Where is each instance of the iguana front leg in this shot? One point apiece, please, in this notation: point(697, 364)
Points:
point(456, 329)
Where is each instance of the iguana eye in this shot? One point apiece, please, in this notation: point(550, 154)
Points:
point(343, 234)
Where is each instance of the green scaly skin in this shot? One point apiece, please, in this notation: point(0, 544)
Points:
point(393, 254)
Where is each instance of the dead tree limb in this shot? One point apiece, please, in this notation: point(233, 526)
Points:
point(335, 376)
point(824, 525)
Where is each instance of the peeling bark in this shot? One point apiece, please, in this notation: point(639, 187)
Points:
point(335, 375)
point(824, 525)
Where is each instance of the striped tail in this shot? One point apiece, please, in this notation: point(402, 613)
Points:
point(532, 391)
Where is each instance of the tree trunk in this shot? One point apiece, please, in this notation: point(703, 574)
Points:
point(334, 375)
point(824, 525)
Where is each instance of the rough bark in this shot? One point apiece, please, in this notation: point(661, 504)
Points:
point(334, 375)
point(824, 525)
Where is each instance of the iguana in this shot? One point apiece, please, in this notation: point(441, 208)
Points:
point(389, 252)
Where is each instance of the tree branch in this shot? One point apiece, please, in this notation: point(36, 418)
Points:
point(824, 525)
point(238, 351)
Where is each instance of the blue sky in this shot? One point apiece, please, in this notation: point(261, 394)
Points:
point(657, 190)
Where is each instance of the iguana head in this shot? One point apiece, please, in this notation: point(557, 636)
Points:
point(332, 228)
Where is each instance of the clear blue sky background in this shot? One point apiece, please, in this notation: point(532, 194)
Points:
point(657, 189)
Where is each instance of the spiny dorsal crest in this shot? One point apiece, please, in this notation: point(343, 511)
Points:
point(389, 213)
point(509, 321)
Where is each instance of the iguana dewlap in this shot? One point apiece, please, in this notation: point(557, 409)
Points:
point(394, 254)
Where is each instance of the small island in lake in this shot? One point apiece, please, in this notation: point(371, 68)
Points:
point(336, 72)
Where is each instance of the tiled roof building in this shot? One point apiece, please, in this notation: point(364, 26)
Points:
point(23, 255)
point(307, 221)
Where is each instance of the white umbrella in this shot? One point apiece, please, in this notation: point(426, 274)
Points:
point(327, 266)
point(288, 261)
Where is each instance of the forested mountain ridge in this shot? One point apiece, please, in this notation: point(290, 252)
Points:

-- -- --

Can you copy out every entry above verbatim, from the first line to the last?

| Solution to the problem |
Where is each instance of the iguana front leg in this shot? One point apiece, please, in this notation: point(697, 364)
Points:
point(456, 329)
Where is each instance of the iguana eye in this shot? One point apiece, please, in this notation: point(550, 154)
Points:
point(343, 234)
Where is each instance of the green scaly skin in this shot? One point apiece, please, in this notation: point(0, 544)
Points:
point(393, 254)
Where is each instance of the dead tree limb in this shot? One point apiece, please, in this notation: point(233, 526)
Points:
point(335, 376)
point(824, 525)
Where is each instance of the peeling bark in this shot? One point apiece, please, in this notation: point(639, 187)
Points:
point(335, 375)
point(824, 525)
Where is each instance of the striped tail in this shot? One point apiece, please, in this notation: point(402, 613)
Points:
point(532, 391)
Where is each instance of the tree trunk in this shot? One point apiece, please, in this notation: point(703, 574)
Points:
point(334, 375)
point(824, 525)
Where is each instance of the rough bark in this shot? One point apiece, please, in this notation: point(661, 504)
Points:
point(334, 375)
point(824, 525)
Where is each instance of the iguana in this shot? One point apiece, please, in this notation: point(441, 208)
Points:
point(389, 252)
Where is each instance of the tree branch in this shot? One point apiece, please, in this notation: point(36, 418)
Points:
point(824, 525)
point(238, 351)
Where is each instance of the blue sky in this shot? One point apiece, please, in this notation: point(261, 394)
Points:
point(657, 190)
Where is each instance of the iguana head in this shot? One point apiece, please, in this notation: point(557, 636)
Points:
point(332, 228)
Where is each instance of the clear blue sky background in this shot? One point apiece, please, in this notation: point(532, 194)
Points:
point(657, 189)
Where is each instance of the spiny dorsal crest in this shot? One point apiece, please, in this notation: point(343, 511)
Points:
point(389, 213)
point(509, 321)
Where is each instance of the iguana dewlap in this shot? One point apiece, please, in this notation: point(557, 409)
Points:
point(394, 254)
Where is each instance of the small island in lake in this shot? One point apiece, please, in this notation: point(371, 68)
Points:
point(336, 72)
Where is each instance of the tiled roof building in this shot? One point apiece, please, in this notation: point(364, 26)
Points:
point(23, 255)
point(307, 221)
Where is each instance of the white umbrella in this shot? One point apiece, please, in this notation: point(426, 274)
Points:
point(327, 266)
point(288, 261)
Where is each instance of the forested mountain ridge in this shot? One point apiece, please, in this notation: point(290, 252)
Points:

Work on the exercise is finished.